#### EXERCISE INSTRUCTIONS:
Write out each line of the records below word for word, leaving nothing out and changing nothing.

Entries from a dataset:
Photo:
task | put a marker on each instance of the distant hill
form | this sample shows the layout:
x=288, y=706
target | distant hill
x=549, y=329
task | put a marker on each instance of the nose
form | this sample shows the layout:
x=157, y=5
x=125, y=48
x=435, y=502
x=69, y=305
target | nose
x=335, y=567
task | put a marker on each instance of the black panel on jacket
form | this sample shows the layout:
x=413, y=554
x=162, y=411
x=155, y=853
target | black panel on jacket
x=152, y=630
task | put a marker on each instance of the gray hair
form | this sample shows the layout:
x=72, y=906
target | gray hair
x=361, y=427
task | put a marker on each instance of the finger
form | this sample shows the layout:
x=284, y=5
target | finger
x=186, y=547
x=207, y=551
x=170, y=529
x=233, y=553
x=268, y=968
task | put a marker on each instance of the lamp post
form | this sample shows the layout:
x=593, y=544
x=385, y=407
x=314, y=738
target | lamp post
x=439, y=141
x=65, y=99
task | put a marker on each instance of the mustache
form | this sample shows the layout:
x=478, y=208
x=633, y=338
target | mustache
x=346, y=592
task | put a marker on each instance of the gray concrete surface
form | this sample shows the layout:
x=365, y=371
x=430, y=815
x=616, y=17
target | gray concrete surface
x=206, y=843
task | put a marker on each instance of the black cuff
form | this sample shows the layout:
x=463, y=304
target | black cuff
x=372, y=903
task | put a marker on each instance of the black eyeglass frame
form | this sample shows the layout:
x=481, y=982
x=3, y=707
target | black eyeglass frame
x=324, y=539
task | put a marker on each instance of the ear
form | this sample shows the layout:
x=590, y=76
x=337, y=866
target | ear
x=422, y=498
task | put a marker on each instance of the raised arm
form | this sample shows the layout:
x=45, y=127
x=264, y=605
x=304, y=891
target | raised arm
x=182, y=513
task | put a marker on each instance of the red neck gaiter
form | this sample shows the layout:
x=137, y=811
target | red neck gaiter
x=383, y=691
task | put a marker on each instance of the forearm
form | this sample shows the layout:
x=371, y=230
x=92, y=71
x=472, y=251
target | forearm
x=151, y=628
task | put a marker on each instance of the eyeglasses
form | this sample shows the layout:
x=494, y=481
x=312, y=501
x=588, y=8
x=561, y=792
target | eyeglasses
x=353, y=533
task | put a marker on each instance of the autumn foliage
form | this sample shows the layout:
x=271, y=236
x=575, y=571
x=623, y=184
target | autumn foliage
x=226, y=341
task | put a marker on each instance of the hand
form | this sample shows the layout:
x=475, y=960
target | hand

#### RESULT OF THIS EXERCISE:
Photo:
task | put a marker on each instance of the distant hill
form | this sample shows the layout:
x=288, y=706
target | distant hill
x=549, y=329
task | put a marker on each instance of the nose
form | this sample shows the layout:
x=157, y=5
x=125, y=48
x=435, y=502
x=69, y=305
target | nose
x=335, y=567
task | put a marker on each instance of the black panel on jacket
form | this sample shows the layout:
x=413, y=554
x=162, y=411
x=155, y=853
target | black panel on jacket
x=152, y=630
task | put a marker on each instance of the gray hair
form | this sample shows the layout:
x=72, y=906
target | gray hair
x=361, y=427
task | put a marker on each instance of the finger
form | this sample shows the layout:
x=284, y=5
target | finger
x=186, y=547
x=207, y=551
x=170, y=529
x=233, y=553
x=268, y=968
task | put a marker on each instance of the lamp post
form | this sample shows the layout:
x=593, y=544
x=385, y=407
x=314, y=738
target | lamp post
x=439, y=141
x=65, y=99
task | put a marker on each instance of the mustache
form | this sample shows the layout:
x=478, y=208
x=633, y=338
target | mustache
x=346, y=592
task | put a marker on each instance of the gray concrete surface
form | this sample shows the layout:
x=365, y=371
x=430, y=815
x=616, y=17
target | gray concrete surface
x=206, y=843
task | put a marker on each instance of the black cuff
form | this sample shows the layout:
x=463, y=304
target | black cuff
x=372, y=903
task | put a marker on each instance of the black eyeglass frame
form | this sample shows the layout:
x=481, y=982
x=3, y=707
target | black eyeglass frame
x=324, y=539
task | put a marker on each instance of the ear
form | this sample shows the layout:
x=590, y=76
x=337, y=866
target | ear
x=422, y=498
task | put a marker on each instance of the raised arm
form | this sample shows the layout:
x=45, y=127
x=264, y=605
x=304, y=891
target | raised arm
x=182, y=513
task | put a marker on each instance of the red neck gaiter
form | this sample shows the layout:
x=137, y=811
target | red neck gaiter
x=383, y=691
task | put a marker on each instance of the forearm
form | this sample shows the layout:
x=371, y=230
x=92, y=71
x=472, y=251
target | forearm
x=151, y=628
task | put a marker on each instance of the eyeglasses
form | this sample shows the layout:
x=494, y=481
x=312, y=501
x=588, y=8
x=561, y=792
target | eyeglasses
x=353, y=533
task | put a marker on each instance of the autumn foliage
form | this sample shows the layout:
x=271, y=236
x=575, y=571
x=623, y=184
target | autumn foliage
x=226, y=341
task | put a marker on each instance of the hand
form | this sample shows the layout:
x=475, y=960
target | hand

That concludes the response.